Assignment
Without the pictures, set down the records below word for word.

Data provided
_____

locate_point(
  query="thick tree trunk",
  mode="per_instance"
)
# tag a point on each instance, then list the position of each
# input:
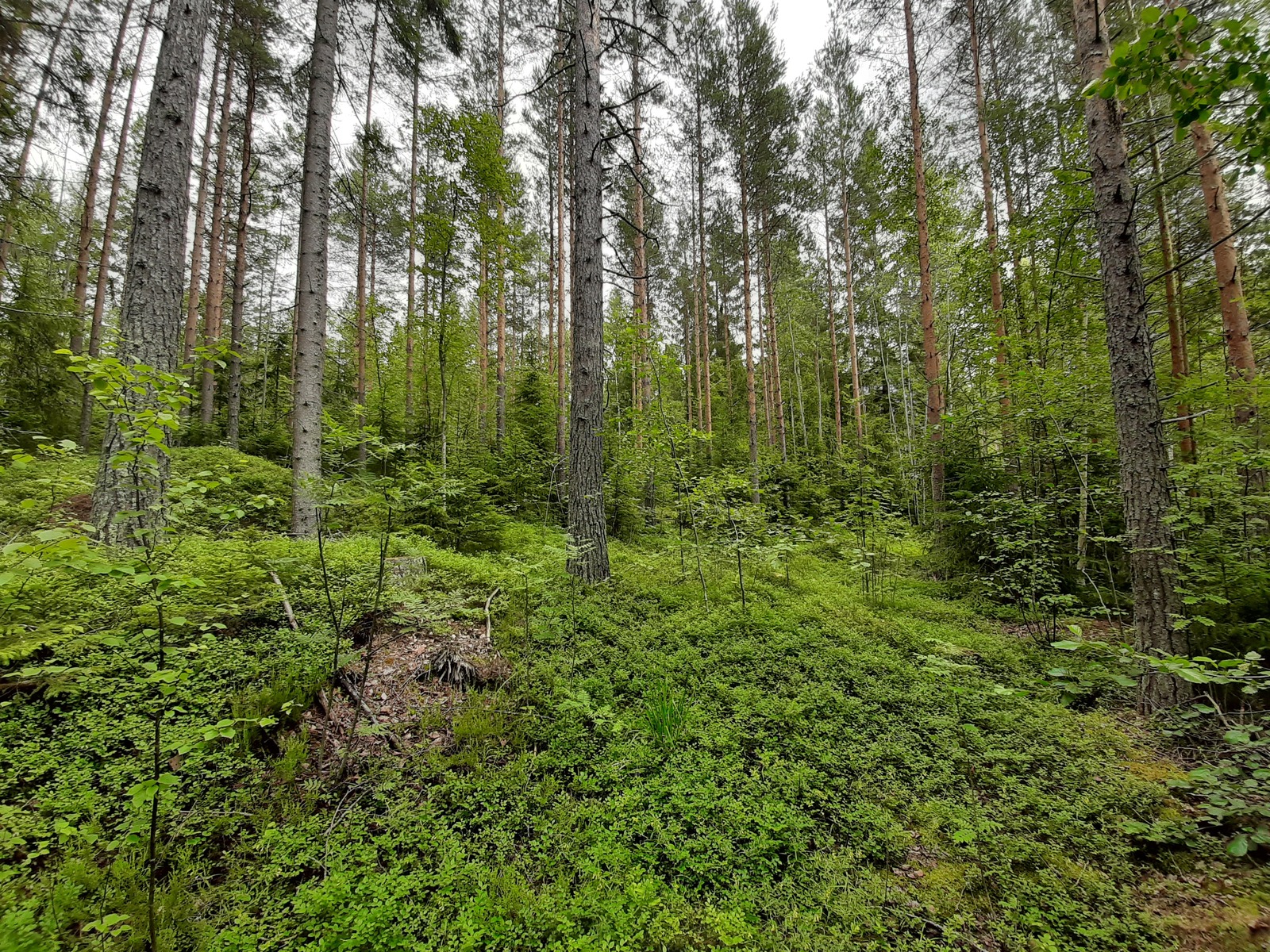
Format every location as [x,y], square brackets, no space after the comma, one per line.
[501,259]
[704,359]
[590,560]
[990,211]
[412,240]
[19,175]
[196,255]
[930,344]
[778,397]
[857,406]
[562,393]
[94,171]
[1178,359]
[1143,455]
[833,336]
[112,209]
[150,317]
[1226,259]
[310,351]
[216,254]
[751,395]
[234,405]
[362,245]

_____

Solution
locate_point(
  query="thick tree trunk",
  mode="per_instance"
)
# tag a point on each instance, then list the position of each
# input:
Format every location as [x,y], square brackets, no space after the comma, one per line.
[501,259]
[704,359]
[590,560]
[990,211]
[412,240]
[19,175]
[196,255]
[930,344]
[778,397]
[857,406]
[562,393]
[94,171]
[1178,359]
[1143,455]
[833,336]
[112,209]
[150,317]
[1226,259]
[310,351]
[216,254]
[751,395]
[234,405]
[362,245]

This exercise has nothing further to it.